**WHAT YOU NEED TO DO:** Please report each line in the listing below that contains the string "blonde". Case counts.

--- DATA PROVIDED ---

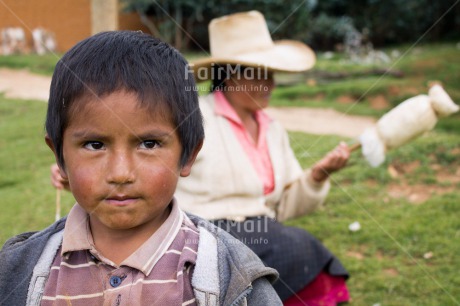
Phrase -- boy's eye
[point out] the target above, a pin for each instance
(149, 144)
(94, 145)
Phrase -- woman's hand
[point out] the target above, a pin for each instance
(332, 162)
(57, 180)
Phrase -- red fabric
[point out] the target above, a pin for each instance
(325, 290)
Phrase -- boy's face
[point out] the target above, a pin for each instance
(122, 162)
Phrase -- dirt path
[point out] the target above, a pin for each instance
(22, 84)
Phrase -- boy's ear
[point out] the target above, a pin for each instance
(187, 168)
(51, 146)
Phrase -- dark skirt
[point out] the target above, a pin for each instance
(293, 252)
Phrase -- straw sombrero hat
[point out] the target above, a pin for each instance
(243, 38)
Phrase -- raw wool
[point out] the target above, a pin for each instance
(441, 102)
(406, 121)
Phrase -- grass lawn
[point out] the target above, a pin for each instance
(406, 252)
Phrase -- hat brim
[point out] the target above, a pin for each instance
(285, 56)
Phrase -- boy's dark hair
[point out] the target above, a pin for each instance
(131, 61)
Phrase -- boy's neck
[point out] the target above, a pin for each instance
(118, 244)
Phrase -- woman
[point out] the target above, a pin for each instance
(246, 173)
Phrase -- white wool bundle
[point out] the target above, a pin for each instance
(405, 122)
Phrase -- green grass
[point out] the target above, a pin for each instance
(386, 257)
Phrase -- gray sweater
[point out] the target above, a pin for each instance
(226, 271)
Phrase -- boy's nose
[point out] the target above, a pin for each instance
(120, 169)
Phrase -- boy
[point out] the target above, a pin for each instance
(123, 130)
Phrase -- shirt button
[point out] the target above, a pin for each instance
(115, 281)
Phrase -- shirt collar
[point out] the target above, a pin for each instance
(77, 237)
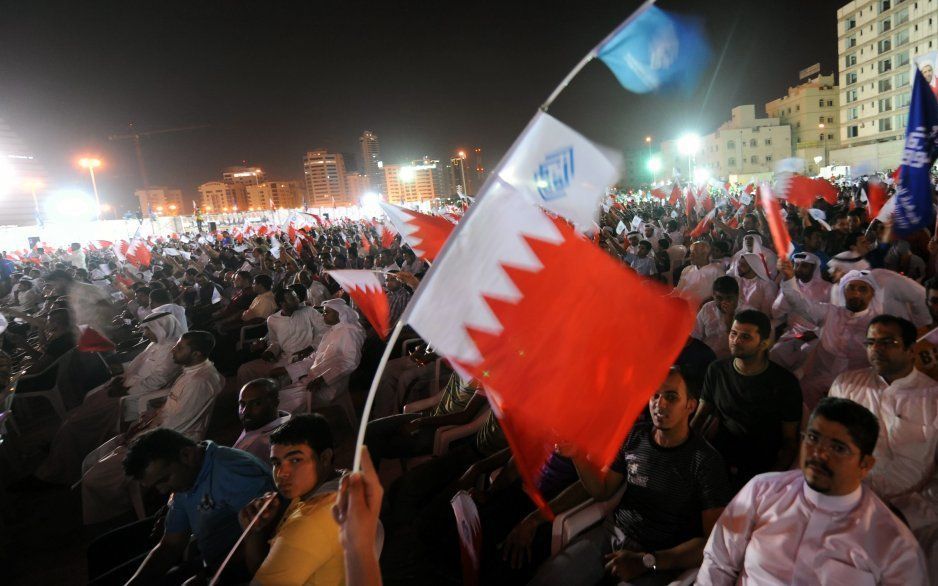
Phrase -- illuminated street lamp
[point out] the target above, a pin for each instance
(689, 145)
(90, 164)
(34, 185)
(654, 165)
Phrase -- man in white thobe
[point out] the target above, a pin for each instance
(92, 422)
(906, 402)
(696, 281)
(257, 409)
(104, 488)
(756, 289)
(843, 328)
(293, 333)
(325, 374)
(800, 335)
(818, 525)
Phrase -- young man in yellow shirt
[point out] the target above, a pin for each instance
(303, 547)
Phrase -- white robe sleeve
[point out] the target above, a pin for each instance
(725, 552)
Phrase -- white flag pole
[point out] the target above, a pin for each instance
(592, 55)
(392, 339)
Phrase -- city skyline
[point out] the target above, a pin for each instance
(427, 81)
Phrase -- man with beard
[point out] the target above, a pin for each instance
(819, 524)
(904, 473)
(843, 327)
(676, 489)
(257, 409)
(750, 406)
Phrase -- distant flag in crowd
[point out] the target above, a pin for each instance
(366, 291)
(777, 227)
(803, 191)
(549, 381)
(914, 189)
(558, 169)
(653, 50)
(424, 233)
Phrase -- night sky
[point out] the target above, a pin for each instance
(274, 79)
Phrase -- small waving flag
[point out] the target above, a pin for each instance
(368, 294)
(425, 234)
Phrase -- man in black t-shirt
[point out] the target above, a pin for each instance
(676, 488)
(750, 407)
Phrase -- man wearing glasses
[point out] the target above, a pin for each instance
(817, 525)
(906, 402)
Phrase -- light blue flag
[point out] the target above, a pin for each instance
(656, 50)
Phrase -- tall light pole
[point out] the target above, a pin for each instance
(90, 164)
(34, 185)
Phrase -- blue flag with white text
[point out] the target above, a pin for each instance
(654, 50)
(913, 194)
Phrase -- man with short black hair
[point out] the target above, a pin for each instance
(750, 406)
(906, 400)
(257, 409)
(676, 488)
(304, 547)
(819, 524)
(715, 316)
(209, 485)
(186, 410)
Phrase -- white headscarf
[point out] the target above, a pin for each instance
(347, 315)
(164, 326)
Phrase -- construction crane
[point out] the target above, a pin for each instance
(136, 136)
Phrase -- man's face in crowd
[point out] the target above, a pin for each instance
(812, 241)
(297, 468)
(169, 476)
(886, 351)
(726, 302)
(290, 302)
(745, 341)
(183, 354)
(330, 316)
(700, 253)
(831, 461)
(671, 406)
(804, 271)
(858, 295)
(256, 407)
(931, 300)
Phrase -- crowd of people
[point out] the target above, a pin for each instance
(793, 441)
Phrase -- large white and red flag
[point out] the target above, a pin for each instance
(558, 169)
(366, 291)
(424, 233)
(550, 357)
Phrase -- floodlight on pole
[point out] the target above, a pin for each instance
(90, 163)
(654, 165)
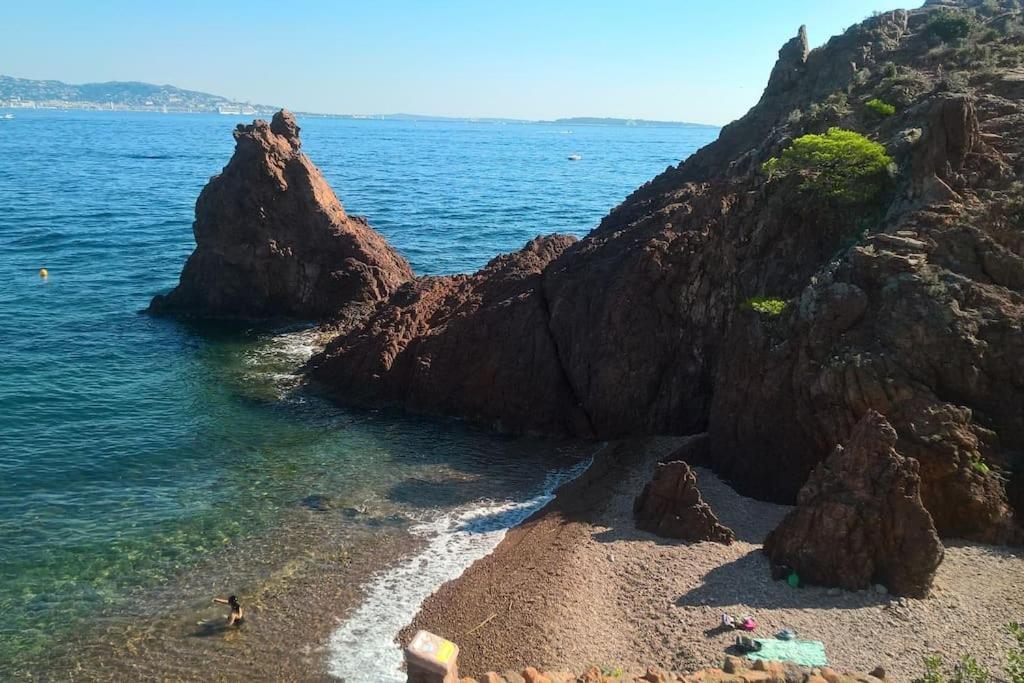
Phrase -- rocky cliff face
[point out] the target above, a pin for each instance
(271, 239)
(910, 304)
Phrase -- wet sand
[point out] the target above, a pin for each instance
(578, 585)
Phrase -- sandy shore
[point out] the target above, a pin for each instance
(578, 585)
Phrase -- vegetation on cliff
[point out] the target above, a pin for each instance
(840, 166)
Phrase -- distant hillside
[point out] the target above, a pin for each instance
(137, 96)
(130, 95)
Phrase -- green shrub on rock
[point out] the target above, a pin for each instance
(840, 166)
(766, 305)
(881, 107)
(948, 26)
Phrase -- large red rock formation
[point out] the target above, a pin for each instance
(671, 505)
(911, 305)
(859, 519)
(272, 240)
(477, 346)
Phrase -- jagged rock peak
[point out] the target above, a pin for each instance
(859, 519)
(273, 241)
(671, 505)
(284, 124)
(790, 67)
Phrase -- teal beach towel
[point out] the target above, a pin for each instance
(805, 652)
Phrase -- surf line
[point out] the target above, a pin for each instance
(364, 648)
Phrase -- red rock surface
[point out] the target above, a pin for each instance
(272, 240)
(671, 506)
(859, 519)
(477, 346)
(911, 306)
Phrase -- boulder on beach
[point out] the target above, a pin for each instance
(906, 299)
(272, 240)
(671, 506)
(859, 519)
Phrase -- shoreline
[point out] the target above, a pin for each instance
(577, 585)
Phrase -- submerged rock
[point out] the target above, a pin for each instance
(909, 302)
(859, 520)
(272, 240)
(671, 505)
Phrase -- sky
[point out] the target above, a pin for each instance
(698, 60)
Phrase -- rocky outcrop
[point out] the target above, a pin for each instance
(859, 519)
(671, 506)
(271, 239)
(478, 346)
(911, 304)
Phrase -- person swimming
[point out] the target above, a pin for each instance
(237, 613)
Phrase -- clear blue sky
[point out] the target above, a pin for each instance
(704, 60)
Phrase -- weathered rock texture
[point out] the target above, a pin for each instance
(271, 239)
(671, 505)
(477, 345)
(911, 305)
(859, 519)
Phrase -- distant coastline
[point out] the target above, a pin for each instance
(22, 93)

---
--- DATA PROVIDED ---

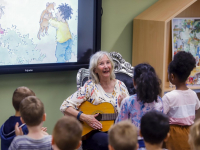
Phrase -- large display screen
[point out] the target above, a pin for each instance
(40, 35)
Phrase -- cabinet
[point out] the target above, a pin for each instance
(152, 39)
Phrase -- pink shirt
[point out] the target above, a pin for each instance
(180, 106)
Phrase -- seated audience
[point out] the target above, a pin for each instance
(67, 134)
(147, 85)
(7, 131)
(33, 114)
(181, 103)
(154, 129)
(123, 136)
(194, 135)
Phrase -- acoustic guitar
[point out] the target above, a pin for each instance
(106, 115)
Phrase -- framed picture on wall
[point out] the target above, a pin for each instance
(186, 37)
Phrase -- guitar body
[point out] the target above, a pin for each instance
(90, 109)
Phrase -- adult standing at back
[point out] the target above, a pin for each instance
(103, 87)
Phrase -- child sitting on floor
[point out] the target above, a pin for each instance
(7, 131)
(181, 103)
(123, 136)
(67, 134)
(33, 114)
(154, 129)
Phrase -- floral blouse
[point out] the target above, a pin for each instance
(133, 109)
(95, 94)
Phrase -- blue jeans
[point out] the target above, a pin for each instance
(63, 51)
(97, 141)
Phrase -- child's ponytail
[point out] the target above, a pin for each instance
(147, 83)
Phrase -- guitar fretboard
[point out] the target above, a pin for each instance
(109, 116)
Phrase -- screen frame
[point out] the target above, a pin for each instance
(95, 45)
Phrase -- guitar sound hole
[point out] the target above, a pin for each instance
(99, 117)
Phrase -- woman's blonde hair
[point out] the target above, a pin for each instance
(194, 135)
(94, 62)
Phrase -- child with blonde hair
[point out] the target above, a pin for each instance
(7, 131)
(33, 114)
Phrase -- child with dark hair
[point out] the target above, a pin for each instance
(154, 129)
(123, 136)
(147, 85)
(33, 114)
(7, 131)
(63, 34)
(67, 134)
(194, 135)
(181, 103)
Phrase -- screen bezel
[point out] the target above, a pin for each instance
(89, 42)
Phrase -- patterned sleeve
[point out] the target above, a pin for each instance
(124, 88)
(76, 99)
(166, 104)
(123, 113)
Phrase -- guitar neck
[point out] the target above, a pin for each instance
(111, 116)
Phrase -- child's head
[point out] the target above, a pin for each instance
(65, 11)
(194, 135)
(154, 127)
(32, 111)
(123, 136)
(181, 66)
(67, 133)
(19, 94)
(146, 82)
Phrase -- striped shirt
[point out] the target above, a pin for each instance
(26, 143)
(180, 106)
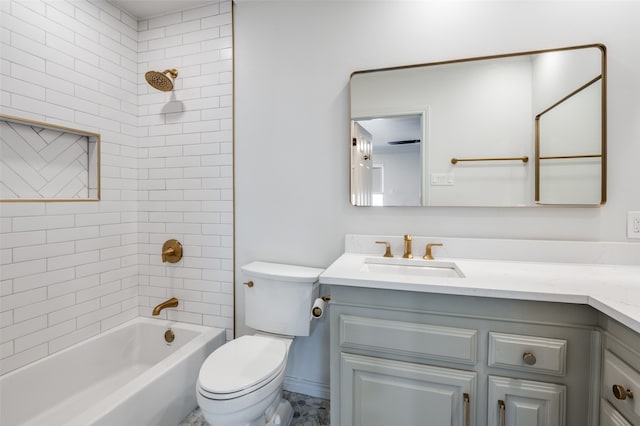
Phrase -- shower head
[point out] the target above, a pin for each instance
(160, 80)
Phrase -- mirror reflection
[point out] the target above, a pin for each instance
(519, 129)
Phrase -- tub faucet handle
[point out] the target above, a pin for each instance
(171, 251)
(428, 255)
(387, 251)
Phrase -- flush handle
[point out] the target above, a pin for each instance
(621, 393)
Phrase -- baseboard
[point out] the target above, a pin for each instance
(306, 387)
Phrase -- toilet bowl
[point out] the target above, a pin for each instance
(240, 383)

---

**IN RESPONSE:**
Phrase -- woman's blonde hair
Phrase -- child with blonde hair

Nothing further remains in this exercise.